Top of READING TEXT

The march disperses at Central Park, and I get on the R, and fall asleep. A group of about 6 early teen boys, dressed in black with carefully maintained white sneakers is chattering on the bench across from me, but I can sleep through that. I get woken up by singing - someone has gotten on at the other end and is singing his way down the aisle panhandling. One of the boy gives him a dollar, and he stops near us while he waits for the next station. He admires their sneakers, then tells them he got his for $20 someplace. I don't hear where. The boys are polite, if a little uncertain, they don't ignore him the way people so often do with the homeless.
I am so deeply asleep when we get to Bay Ridge I almost don't want to wake up, but I groggily get out of the station and stop in the nearby diner hoping that a cup of tea will wake me up. Bay Ridge has a senior center, but the diner often feels like one as well. Two old men in different shades of red shirts, one balder than the other, are sitting at a table near me. They are done, have paid, but are still sitting there. Another old man, this one in olive green with a blue cane, comes in. He immediately begins yelling at one of the seated guys about how he owed him $5 from years ago
He’s standing only a few feet from the other guys’ table, still yelling about the $5 and it seems like the balder of the guys is about to get up to confront him. The tall middle eastern waiter in the backwards baseball cap hurriedly puts his body between the two, asks the olive green guy to calm down, and shepherds him to a seat at the counter. He sits but he is still yelling, "You’re talking behind my back every time I see you!" The waiter asks him to stop again. "I don’t want to hear people talking behind my back!" he yells.

Bottom of READING TEXT
Top of RECORD SET

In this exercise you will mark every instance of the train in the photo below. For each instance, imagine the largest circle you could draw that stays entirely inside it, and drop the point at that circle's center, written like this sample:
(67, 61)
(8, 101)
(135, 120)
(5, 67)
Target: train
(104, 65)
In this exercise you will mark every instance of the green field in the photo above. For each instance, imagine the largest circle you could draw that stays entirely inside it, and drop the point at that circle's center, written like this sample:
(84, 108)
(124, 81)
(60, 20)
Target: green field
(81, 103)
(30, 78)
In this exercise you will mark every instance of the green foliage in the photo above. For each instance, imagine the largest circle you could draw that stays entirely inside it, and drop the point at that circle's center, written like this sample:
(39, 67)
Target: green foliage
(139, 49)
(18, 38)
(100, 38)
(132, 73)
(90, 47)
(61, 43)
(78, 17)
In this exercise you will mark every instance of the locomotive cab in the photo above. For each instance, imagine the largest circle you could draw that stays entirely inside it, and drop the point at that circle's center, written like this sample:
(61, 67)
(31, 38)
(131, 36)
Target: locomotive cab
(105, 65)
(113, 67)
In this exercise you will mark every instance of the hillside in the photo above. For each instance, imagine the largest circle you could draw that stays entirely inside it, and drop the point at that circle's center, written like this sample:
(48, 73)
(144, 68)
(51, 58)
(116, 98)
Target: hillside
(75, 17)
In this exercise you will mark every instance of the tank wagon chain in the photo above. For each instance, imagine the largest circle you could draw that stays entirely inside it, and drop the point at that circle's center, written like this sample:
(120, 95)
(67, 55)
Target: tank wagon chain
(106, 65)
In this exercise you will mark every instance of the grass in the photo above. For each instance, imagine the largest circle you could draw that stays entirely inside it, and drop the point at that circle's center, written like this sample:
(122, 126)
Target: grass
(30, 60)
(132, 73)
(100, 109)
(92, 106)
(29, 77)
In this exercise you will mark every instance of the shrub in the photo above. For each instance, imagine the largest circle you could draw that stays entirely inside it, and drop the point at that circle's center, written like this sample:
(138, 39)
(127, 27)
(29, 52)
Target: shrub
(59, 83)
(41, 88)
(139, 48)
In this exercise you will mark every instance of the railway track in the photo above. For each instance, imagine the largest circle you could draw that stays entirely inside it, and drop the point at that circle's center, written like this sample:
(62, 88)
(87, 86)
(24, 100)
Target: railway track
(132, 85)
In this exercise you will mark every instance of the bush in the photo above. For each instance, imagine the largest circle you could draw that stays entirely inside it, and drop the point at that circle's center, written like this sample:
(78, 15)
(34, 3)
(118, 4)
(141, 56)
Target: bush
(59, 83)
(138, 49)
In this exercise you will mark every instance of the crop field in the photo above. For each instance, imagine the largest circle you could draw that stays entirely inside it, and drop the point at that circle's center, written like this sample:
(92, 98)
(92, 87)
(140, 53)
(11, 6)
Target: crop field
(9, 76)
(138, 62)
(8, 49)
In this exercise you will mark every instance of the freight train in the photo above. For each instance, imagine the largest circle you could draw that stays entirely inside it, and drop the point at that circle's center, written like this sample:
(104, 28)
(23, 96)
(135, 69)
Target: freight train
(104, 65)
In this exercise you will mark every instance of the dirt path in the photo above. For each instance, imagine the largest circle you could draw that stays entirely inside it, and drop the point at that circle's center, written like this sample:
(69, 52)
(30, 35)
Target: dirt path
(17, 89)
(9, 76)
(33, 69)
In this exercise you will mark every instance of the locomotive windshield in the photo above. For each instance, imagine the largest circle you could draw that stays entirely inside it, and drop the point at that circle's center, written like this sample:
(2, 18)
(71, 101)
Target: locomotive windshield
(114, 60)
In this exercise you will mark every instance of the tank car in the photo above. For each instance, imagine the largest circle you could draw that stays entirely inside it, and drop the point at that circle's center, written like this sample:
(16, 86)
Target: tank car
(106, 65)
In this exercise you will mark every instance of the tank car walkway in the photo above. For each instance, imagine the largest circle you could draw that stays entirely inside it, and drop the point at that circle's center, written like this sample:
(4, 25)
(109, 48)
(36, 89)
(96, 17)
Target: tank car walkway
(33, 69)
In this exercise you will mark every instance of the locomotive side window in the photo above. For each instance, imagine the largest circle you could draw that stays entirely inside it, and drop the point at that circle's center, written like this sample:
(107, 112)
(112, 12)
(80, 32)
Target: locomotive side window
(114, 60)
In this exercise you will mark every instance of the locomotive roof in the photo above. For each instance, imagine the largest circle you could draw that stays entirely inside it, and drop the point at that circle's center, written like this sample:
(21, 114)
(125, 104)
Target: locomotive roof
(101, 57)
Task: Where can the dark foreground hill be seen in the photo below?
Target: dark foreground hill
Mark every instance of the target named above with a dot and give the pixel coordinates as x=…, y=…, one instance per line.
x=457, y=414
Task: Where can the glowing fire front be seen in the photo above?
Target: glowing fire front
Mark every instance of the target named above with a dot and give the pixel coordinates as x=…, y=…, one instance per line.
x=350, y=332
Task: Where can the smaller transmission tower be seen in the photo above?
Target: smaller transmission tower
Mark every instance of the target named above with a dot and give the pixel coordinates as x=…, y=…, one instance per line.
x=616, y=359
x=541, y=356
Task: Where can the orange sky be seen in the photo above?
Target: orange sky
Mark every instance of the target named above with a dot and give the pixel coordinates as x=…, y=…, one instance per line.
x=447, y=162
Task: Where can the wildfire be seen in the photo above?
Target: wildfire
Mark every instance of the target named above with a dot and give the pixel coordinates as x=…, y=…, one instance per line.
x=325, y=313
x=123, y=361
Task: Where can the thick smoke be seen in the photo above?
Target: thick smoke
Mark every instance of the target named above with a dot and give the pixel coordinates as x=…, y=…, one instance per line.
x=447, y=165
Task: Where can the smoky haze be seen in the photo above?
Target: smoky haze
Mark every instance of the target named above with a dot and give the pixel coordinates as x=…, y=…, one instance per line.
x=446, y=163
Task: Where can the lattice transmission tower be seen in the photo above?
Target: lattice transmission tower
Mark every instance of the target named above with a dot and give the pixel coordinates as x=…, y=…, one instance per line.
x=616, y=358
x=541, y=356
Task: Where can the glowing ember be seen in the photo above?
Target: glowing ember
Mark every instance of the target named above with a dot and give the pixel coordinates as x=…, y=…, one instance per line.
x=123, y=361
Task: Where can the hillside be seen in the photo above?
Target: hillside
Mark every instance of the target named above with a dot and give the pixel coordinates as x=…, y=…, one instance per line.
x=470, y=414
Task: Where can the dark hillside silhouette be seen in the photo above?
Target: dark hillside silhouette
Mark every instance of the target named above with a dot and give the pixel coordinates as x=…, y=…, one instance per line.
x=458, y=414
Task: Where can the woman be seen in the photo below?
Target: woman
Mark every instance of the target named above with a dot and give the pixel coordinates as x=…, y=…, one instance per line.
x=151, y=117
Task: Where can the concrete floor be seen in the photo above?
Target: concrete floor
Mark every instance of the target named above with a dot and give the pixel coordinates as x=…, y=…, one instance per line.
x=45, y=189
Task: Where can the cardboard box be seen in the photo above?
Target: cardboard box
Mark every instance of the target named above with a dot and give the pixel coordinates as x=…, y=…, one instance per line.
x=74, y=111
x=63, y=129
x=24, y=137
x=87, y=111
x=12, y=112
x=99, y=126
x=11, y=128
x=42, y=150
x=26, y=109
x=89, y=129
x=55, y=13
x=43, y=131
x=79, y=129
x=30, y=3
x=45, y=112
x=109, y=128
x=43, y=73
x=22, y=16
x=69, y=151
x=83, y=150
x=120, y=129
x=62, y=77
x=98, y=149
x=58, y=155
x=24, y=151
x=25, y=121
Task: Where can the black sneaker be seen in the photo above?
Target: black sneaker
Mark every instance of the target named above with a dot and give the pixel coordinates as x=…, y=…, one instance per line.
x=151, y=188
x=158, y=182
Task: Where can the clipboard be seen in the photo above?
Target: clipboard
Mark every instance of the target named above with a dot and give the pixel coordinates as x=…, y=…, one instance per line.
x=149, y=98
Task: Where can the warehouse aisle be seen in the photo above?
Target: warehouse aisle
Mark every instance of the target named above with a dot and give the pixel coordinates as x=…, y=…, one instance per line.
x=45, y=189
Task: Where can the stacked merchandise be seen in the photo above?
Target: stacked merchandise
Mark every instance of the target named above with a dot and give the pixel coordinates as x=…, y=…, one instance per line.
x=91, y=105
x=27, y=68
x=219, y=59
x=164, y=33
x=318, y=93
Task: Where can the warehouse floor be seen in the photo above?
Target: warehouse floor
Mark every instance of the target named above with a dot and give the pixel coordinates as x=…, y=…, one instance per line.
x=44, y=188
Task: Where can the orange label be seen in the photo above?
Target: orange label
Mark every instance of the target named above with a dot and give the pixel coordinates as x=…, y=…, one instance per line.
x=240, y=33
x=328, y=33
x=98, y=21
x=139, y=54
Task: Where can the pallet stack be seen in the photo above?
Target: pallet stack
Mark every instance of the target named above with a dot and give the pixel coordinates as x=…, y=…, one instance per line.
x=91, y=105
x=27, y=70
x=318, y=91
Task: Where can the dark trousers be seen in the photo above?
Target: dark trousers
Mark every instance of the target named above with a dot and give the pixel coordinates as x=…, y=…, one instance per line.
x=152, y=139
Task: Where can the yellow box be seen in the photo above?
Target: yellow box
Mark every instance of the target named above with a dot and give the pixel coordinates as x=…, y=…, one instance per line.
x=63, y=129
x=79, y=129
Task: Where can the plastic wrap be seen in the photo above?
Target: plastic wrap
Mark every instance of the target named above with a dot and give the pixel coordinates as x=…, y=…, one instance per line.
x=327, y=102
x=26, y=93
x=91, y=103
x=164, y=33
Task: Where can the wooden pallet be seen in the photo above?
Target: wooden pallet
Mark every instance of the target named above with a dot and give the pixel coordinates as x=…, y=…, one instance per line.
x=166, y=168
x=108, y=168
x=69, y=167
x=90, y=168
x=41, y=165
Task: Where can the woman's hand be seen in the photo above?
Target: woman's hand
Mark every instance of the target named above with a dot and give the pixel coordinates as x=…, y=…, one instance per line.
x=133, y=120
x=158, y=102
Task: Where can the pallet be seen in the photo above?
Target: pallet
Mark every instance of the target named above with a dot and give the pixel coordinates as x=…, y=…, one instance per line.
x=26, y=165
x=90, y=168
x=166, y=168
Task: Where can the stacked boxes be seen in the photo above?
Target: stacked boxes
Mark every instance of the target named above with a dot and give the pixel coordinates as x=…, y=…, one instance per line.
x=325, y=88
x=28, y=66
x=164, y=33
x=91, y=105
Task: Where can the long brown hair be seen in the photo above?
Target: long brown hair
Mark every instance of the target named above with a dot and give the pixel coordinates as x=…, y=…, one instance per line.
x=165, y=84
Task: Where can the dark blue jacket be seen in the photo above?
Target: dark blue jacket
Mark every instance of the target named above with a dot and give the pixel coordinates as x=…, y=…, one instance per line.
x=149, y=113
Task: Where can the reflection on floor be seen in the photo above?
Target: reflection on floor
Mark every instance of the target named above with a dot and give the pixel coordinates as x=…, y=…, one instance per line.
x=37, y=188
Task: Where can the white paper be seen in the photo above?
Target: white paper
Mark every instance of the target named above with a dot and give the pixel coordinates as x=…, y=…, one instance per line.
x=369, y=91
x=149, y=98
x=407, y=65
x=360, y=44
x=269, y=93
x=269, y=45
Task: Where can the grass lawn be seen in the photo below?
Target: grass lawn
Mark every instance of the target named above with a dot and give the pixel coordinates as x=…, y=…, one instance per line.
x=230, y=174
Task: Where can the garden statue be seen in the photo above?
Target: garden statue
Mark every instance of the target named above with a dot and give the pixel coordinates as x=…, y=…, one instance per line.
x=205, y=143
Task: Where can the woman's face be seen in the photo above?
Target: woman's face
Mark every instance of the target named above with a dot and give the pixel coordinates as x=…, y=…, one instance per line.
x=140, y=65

Bottom of RECORD SET

--- DIRECTIONS ---
From the text above about the subway ride and the diner, output the part between "The march disperses" and "with the homeless.", inclusive, with every word unchanged.

--- ANSWER BELOW ---
The march disperses at Central Park, and I get on the R, and fall asleep. A group of about 6 early teen boys, dressed in black with carefully maintained white sneakers is chattering on the bench across from me, but I can sleep through that. I get woken up by singing - someone has gotten on at the other end and is singing his way down the aisle panhandling. One of the boy gives him a dollar, and he stops near us while he waits for the next station. He admires their sneakers, then tells them he got his for $20 someplace. I don't hear where. The boys are polite, if a little uncertain, they don't ignore him the way people so often do with the homeless.